À travers la reconstitution d’un fait divers retentissant, Kate Colquhoun analyse avec une grande finesse les paradoxes et dilemmes qui marquèrent la société anglaise de la fin de l’ère victorienne.
Mon avis
Je ne connaissais pas Kate Colquhoun, mais j’avais lu et beaucoup aimé L’affaire de Road Hill House, de Kate Summerscale, dans le même genre.
Nous avons là un fait divers survenu à Liverpool en 1889 : une jeune Américaine est accusée d’avoir empoisonné son mari Anglais à l’arsenic.
L’auteur a manifestement accompli un énorme travail de documentation afin de relater ce fait divers victorien. Du romanesque, nous en avons bien peu, juste assez pour rendre le récit non seulement digeste, mais passionnant ! Sans rien oublier des faits, l’auteur nous les raconte en reconstruisant minutieusement le contexte social et historique.
Le mariage de Florence et James Maybrick est un mariage en apparence heureux, et le couple s’efforce de répondre aux attentes de ses contemporains en assumant leur place dans la bonne société victorienne. Très vite, nous comprenons que les apparences sont trompeuses, et que le poids des conventions pèse lourd dans la vie de Florence, à la fois déracinée de son pays et transplantée dans un environnement guindé, puritain et intolérant.
──────────
**PETIT EXERCICE:**
Pouvez-vous recopier le passage de la critique qui commence aux mots « L’auteur a manifestement » et s’arrête après « social et historique. », en remplaçant « documentation » par « recherche » ? Le matériel qui suit provient d’une autre source.

**DONNÉES SAISIES:**
──────────
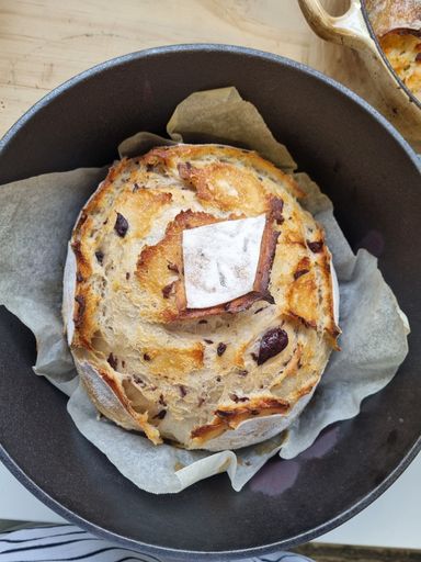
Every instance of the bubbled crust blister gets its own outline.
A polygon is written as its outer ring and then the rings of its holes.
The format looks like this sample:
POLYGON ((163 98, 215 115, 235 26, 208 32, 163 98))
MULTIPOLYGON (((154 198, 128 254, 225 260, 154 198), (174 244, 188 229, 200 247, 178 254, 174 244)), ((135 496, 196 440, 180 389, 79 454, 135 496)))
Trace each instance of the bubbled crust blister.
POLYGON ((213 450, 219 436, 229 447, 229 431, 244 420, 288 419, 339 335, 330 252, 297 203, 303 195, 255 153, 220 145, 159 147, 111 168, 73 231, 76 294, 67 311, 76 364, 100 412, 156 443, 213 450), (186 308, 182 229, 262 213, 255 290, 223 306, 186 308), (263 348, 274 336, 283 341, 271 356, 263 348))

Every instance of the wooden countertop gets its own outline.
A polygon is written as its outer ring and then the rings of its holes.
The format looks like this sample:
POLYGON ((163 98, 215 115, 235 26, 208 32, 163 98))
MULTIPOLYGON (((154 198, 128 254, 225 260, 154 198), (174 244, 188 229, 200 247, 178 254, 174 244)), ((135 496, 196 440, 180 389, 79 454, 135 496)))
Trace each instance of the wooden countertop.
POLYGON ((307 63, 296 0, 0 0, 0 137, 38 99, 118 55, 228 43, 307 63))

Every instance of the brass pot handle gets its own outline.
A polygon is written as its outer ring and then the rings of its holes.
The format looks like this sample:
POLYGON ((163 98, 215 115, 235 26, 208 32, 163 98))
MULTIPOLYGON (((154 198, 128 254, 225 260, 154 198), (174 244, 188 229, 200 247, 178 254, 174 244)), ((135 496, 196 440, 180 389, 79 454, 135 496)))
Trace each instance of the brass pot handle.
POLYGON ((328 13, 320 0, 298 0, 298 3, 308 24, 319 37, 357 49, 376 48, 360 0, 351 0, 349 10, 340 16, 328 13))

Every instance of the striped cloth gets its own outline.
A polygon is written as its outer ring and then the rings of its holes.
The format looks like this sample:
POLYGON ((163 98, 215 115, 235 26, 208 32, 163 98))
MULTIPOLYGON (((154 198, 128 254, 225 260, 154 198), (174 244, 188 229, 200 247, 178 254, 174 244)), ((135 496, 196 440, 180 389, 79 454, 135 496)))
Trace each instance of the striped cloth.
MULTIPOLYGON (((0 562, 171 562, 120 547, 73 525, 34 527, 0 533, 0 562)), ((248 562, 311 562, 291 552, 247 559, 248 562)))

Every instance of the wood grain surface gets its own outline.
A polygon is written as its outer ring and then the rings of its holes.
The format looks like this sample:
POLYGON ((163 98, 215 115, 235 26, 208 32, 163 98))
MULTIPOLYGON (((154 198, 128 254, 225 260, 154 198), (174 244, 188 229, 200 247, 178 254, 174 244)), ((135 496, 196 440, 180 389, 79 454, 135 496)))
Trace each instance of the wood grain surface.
──────────
**RÉPONSE:**
L’auteur a manifestement accompli un énorme travail de recherche afin de relater ce fait divers victorien. Du romanesque, nous en avons bien peu, juste assez pour rendre le récit non seulement digeste, mais passionnant ! Sans rien oublier des faits, l’auteur nous les raconte en reconstruisant minutieusement le contexte social et historique.